__WRITTEN REQUEST__. Write out the forum thread again between "## Mona (May" and "tracks under better.", inclusive, switching "Logan" to "Duke".

__TEXT TO READ__.
· · · ·

# First Day Driving (photos and video)



## horseheart (May 30, 2008)

I hope this isn't a duplcate. I can't find my post.

My 3 minis went to the trainers ranch 2 weeks ago. This is my first day at driving school with the trainer Dale (I met Dale and Kandy at Celebration last month).







Here is a video of my first solo:



I LOVE driving. I like it better than riding!






Comanche is too small to drive with Smurf but eventually I’ll drive Tobby and Comanche together (they are the same size). Dale said they’ll make a cute team.






See more photos HERE


----------



## lilhorseladie (May 30, 2008)

Looks like fun! Love the harness on smurf! Beautiful!


----------



## dreaminmini (May 30, 2008)

Very cool! Hoping I'll be doing that real soon. I'm going to start taking lessons.





You guys looked good. I can't wait to start. Keep me updated, maybe we can share tips!


----------



## Mona (May 31, 2008)

Looks like a lot of fun!!


----------



## Laura Leopard (May 31, 2008)

I have a Toby too! He's a 30" gelding and I have a 34" stud named Logan. I figured they wouldn't make a great team because of the size difference, but it looks like your guys handled it quite well. I thought It was funny that Smurf had to canter to keep up with Toby's trot. It would probably work the same way with my two. My short stuff is way faster at trotting then my big guy. Although Logan has a much prettier way of moving. He tracks under better.

They are so cute.

Laura

The dun is Toby and the pinto is Logan


----------



## Jill (Jun 2, 2008)

That looks like a lot of fun!!! I haven't ever driven a pair before but love to drive (I also like it more than riding). Tobby and Comanche will make a really neat looking team!!!


----------



## CheyAut (Jun 2, 2008)

Great pics! I, too, love driving, more than riding! I hope to have a pair someday





Jessi


----------

· · · ·

__PROVIDED MATERIAL__.
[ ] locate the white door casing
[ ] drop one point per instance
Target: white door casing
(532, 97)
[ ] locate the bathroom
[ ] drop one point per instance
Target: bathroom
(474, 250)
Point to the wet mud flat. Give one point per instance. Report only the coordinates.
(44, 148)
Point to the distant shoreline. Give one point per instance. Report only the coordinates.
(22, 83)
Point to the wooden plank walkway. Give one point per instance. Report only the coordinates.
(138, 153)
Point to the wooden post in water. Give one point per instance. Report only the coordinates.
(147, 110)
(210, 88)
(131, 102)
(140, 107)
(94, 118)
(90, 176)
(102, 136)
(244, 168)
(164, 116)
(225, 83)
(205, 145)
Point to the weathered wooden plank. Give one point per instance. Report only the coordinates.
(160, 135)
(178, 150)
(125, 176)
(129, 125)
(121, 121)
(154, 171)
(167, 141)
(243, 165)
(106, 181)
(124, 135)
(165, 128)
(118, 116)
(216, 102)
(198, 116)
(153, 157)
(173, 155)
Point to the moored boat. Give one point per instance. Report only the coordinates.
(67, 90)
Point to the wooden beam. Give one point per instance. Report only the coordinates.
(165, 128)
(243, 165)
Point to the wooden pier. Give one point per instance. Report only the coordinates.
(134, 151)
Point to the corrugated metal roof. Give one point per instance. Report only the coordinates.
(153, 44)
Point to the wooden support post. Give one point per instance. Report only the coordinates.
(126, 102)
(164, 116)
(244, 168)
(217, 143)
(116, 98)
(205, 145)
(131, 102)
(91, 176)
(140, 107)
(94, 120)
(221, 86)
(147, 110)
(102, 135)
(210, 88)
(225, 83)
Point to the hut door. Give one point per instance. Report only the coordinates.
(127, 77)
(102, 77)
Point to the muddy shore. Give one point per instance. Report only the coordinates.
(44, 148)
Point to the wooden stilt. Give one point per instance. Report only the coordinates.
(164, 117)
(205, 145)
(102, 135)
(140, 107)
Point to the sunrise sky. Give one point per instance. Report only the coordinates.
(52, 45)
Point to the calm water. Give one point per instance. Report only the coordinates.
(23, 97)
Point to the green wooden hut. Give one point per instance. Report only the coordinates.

· · · ·

__PROBLEM SOLUTION__.
## Mona (May 31, 2008)

Looks like a lot of fun!!


----------



## Laura Leopard (May 31, 2008)

I have a Toby too! He's a 30" gelding and I have a 34" stud named Duke. I figured they wouldn't make a great team because of the size difference, but it looks like your guys handled it quite well. I thought It was funny that Smurf had to canter to keep up with Toby's trot. It would probably work the same way with my two. My short stuff is way faster at trotting then my big guy. Although Duke has a much prettier way of moving. He tracks under better.